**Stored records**
________
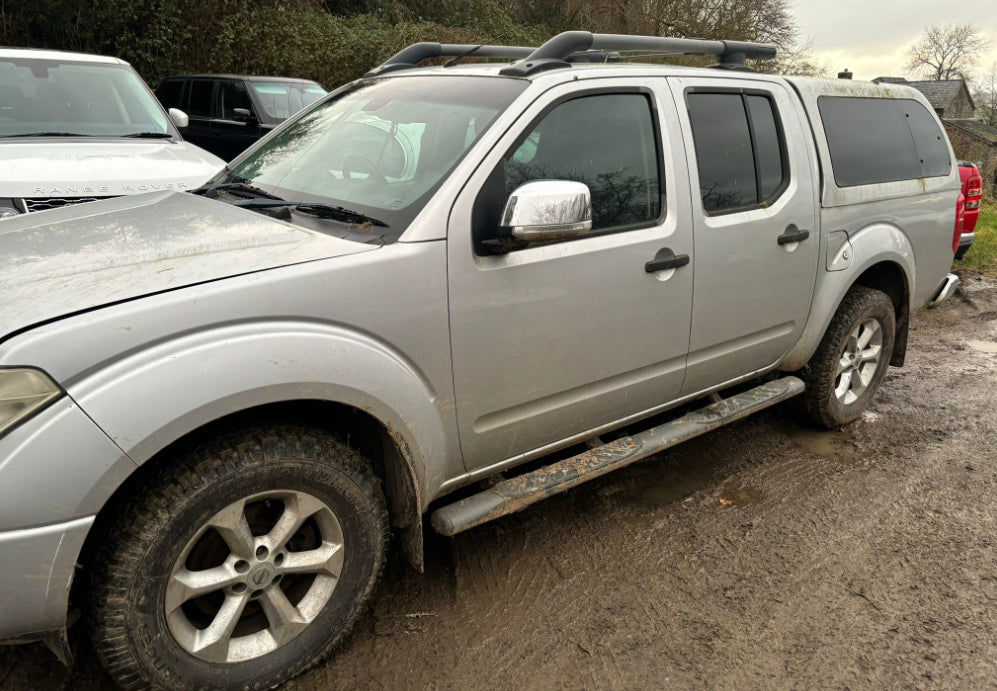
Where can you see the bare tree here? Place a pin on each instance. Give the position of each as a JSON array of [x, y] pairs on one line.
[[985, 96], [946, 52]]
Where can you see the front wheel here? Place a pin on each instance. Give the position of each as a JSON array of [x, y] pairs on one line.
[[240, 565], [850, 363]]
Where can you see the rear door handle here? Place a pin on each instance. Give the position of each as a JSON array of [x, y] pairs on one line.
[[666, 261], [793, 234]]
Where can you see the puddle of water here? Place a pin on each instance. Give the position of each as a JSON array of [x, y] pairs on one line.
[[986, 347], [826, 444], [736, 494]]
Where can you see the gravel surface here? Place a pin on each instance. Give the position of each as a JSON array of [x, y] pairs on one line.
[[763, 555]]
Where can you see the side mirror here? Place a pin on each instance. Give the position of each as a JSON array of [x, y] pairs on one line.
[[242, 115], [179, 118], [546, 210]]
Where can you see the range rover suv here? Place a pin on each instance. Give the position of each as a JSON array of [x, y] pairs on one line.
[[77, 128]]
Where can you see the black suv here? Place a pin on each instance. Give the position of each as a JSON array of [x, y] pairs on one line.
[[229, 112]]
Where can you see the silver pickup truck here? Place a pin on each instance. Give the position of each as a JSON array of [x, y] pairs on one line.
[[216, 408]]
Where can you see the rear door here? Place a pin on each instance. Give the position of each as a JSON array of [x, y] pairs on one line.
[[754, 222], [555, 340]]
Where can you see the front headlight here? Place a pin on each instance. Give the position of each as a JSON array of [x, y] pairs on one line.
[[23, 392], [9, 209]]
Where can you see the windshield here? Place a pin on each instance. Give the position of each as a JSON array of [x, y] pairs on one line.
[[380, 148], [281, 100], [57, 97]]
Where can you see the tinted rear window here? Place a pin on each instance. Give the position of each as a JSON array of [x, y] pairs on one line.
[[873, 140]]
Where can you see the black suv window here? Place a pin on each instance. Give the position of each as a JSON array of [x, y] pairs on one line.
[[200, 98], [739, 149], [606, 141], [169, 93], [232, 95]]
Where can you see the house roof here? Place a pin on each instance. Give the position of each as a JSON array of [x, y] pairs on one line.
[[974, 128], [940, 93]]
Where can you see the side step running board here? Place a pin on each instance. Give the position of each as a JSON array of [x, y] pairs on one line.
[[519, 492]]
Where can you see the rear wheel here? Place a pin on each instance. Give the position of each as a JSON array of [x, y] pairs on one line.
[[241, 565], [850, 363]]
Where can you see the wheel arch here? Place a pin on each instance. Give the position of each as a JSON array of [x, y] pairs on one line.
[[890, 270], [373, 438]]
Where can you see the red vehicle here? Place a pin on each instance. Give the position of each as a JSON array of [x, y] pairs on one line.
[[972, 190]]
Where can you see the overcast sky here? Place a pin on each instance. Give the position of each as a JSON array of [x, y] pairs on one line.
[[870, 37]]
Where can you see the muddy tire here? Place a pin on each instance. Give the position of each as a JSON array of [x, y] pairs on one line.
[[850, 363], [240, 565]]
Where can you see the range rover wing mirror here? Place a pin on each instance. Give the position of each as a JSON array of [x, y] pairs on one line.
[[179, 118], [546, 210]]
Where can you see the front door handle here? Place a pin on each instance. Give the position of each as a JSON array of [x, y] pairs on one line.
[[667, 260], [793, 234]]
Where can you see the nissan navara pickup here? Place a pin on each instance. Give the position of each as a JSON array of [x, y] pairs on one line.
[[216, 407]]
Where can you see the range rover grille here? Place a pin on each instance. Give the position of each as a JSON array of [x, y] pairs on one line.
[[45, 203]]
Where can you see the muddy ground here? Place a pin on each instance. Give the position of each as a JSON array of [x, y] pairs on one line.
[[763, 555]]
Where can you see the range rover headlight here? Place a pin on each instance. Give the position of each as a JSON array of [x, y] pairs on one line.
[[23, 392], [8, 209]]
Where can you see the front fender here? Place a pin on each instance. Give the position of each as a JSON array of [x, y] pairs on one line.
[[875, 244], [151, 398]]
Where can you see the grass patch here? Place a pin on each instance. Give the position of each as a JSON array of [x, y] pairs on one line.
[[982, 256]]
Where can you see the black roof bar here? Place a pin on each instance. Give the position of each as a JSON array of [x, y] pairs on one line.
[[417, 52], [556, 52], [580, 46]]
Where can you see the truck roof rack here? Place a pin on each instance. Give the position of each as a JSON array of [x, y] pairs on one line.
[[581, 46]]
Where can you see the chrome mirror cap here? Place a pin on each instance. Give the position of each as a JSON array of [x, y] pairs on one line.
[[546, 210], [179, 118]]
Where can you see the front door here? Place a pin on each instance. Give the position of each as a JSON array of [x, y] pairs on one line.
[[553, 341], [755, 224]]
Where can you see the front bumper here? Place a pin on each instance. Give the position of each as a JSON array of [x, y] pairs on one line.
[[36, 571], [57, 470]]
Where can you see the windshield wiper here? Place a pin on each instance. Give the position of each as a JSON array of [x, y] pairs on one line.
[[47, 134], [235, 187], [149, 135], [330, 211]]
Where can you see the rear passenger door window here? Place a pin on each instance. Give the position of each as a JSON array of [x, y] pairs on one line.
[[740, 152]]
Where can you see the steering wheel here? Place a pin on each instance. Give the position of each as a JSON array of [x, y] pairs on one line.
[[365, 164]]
________
**STATED GOAL**
Render every line of the data above as a numbered list, dropping blank lines and leaving out the pictures.

**FULL ANSWER**
1. Where can you see the bare tree here? Place a pin on each instance. Give the position of each as a JSON array of [x, y] pairs on one line.
2. [[985, 96], [946, 52]]
3. Where can you see the front wheel here? Place a pin on each instance. Give the position of each as a JSON array of [x, y] pairs on one line.
4. [[240, 565], [850, 363]]
5. Where can you see the rear door handle here? Place a pin on each instance. Give the position of each as a JSON array of [x, y] pairs on one line.
6. [[666, 261], [793, 234]]
7. Where can you see the puddle of water here? Place a pin on each instance. Give the position of each as a JSON array of [x, y] pairs on one line.
8. [[986, 347], [826, 444], [736, 494]]
9. Where can you see the gravel surface here? Place a pin on each instance. Give the position of each as a JSON array of [x, y] pairs on one line.
10. [[763, 555]]
11. Where can you see the side mirror here? Place a pin on each instance. Give the position of each as a JSON array of [x, y] pairs on one line.
12. [[242, 115], [179, 118], [546, 210]]
13. Where can you see the range rover suv here? Place a pin on each instance. Give the position of each as a JSON array of [x, y] pairs on one line.
14. [[77, 128]]
15. Where can you see the black suv here? Place a pin on each instance. Give the position of each as a JSON array of [x, y] pairs on one line.
16. [[229, 112]]
17. Where can you see the silver pickup truck here? Place a pin on each instance. Give the position of each as a JSON array of [x, y] pairs on one line.
18. [[216, 408]]
19. Where can you see the rear door here? Place a pin on each instance. Give the position of each as a JSON array of [x, y] pairs on one line.
20. [[754, 222], [555, 340]]
21. Where can you see the front headlight here? Place a pin on each instance. Give the position of each as a JSON array of [x, y] pairs on one line.
22. [[23, 392], [9, 209]]
23. Where can you see the windshield here? Place a pin on each instance. Give the position of each as a JSON array of [x, y] pairs on one line.
24. [[380, 148], [281, 100], [57, 97]]
25. Where can you see the tinted rear window here? Place a pin on each instance. Give the position of each as a JSON array of [x, y] pairs on one line.
26. [[873, 140]]
27. Where can you see the black suv window here? Place a pin on each instance. Give the position of each as a JSON array of [x, y] pairs on one line.
28. [[200, 98], [739, 149], [606, 141], [169, 93], [232, 95]]
29. Where can you see the house roof here? Place a pin on each instance. Give the position of each as a JSON array of [x, y] pairs on one line.
30. [[974, 128], [940, 93]]
31. Where can you see the side step running board here? Place a pin on each instance. Give the position of each as a JSON array of [x, y] pairs on one line.
32. [[519, 492]]
33. Where can you see the rear wheel here? Place a pin on each instance. Give the position of each as a JSON array of [x, y] pairs on one line.
34. [[241, 565], [850, 363]]
35. Where can you see the wheel arch here? Place a pin on each instance. Give the position of each as a JSON array of [x, y] pairs on one line.
36. [[890, 270], [373, 438]]
37. Where can you see the red vehicle here? Place a pin on each instance. Give the position of each as a JSON array of [x, y] pairs on one line.
38. [[972, 190]]
39. Where can you see the overcast sky here? Place a pin on each instance. Give the position of each as a JSON array of [x, y] pairs on one line.
40. [[870, 37]]
41. Where can you see the muddy tire here? Place a pin on each instance. Give the position of each as a JSON array of [x, y] pairs on one line.
42. [[850, 363], [240, 565]]
43. Where can you see the range rover wing mirror here? Place a pin on each instance. Give the position of each as a JSON array of [x, y] pairs on one line.
44. [[179, 118], [546, 210]]
45. Where can you see the front door handle here? Place a pin on each instance. Give the position of each as a JSON array of [x, y] pairs on one line.
46. [[667, 260], [793, 234]]
47. Where can you see the nissan navara pickup here? Place a pin on each instance. Give the position of each as a JSON array of [x, y] pairs on one line.
48. [[216, 407]]
49. Where can you see the range rover grille here? Place a pin on each instance. Give the position of each as a JSON array of [x, y] pairs on one line.
50. [[45, 203]]
51. Where can you see the muddy ground here? Place a pin on each instance. Give the position of each as a JSON array of [x, y] pairs on one line.
52. [[763, 555]]
53. Where can you see the range rover headlight here? Place a pin on each instance. Give the position of each as a JSON array of [x, y] pairs on one line.
54. [[23, 392], [8, 209]]
55. Where can you see the front fender here? Place a pin on each instance. Give the position of each as a JSON array of [x, y] pairs on one line.
56. [[875, 244], [151, 398]]
57. Where can you see the grass patch here? Place a pin on each instance. Give the position of each as a JSON array of [x, y] pairs on one line.
58. [[982, 256]]
59. Where can you see the black roof bar here? Place a pin on each instance. Give the position of each as a JSON array of [x, y] pairs on one line.
60. [[417, 52], [556, 52], [580, 46]]
61. Where can you see the truck roof rack here? Place a pin on each instance. Give the position of each as a JSON array of [x, y] pairs on one line.
62. [[581, 46]]
63. Where can you see the chrome mirror cap here? Place a pin on each instance. Give the position of each as a JSON array of [x, y] pairs on one line.
64. [[546, 210], [179, 118]]
65. Where can you see the front door here? Place a pin on each instance. Give the position of each as a JSON array of [x, y] pairs on one line.
66. [[553, 341], [755, 224]]
67. Where can you see the front bumper here? Place a pin on each instance. Give the position of each as a JSON array of [x, y] pairs on one line.
68. [[36, 571], [57, 470]]
69. Where can you see the windshield wiper here? Place a pin on each instance. Give the position of each as a JSON array of [x, y] pairs on one line.
70. [[47, 134], [235, 187], [149, 135], [330, 211]]
71. Where can you see the rear passenger door window here? Place a pin on each instance. Give the position of each as a JSON array of [x, y] pairs on one line.
72. [[740, 152]]
73. Where can you see the steering wheel here? Place a pin on each instance. Give the position of each as a JSON array of [x, y] pairs on one line.
74. [[365, 164]]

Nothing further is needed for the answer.